From the entries below, copy out every line that contains the string "bracelet". Case counts, so match it only where the capitalization is identical.

Input material -

******************************

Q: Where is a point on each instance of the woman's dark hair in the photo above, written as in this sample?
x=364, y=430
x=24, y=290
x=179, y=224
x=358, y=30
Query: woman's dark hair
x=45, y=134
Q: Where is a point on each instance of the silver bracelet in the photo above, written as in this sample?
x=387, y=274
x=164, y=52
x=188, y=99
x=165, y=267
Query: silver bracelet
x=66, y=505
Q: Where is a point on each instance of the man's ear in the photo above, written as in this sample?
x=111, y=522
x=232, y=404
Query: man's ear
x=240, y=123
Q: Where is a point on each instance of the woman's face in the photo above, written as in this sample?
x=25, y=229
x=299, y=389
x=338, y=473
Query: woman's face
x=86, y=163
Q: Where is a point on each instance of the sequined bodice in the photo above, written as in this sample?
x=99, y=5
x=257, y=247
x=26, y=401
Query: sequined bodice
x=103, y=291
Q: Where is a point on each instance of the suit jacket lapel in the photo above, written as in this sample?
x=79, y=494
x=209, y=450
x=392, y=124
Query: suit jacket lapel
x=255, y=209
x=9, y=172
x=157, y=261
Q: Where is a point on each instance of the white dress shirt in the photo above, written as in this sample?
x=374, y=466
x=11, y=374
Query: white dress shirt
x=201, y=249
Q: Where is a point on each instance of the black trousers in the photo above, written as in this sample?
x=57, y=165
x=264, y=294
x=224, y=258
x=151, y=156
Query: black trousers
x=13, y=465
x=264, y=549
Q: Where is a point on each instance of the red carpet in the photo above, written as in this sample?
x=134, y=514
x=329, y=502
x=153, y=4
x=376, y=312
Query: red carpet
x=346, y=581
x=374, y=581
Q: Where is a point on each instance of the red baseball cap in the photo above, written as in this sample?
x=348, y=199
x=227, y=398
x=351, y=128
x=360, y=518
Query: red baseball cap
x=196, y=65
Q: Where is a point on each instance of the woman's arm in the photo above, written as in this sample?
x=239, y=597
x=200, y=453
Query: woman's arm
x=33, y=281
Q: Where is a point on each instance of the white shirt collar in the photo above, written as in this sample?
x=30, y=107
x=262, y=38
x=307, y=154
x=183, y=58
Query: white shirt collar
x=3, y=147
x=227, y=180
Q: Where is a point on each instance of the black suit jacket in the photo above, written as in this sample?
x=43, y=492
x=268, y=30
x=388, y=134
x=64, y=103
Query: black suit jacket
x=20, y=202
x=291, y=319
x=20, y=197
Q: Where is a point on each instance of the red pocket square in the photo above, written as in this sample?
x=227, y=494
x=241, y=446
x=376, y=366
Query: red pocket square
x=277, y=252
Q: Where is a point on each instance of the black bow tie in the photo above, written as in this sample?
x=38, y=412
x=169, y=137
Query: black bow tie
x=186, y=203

******************************

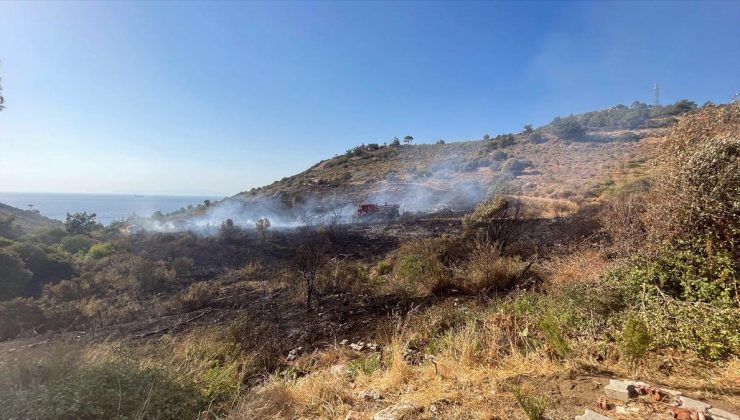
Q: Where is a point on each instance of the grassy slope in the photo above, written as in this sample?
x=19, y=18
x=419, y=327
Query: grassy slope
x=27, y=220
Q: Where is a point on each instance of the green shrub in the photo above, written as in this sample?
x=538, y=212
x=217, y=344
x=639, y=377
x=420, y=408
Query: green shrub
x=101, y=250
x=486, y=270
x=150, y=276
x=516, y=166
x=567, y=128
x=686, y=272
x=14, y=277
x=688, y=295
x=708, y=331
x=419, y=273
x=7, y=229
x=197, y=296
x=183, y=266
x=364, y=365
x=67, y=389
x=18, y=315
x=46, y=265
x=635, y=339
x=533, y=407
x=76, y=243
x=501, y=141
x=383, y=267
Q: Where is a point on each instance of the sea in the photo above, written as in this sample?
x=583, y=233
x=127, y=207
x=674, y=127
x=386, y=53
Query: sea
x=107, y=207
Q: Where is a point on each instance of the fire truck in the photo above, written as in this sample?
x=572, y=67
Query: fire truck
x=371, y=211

******************************

Completed task -
Q: Where is a point on each instance of the silver bracelet in the photo above, written as in this sample?
Query: silver bracelet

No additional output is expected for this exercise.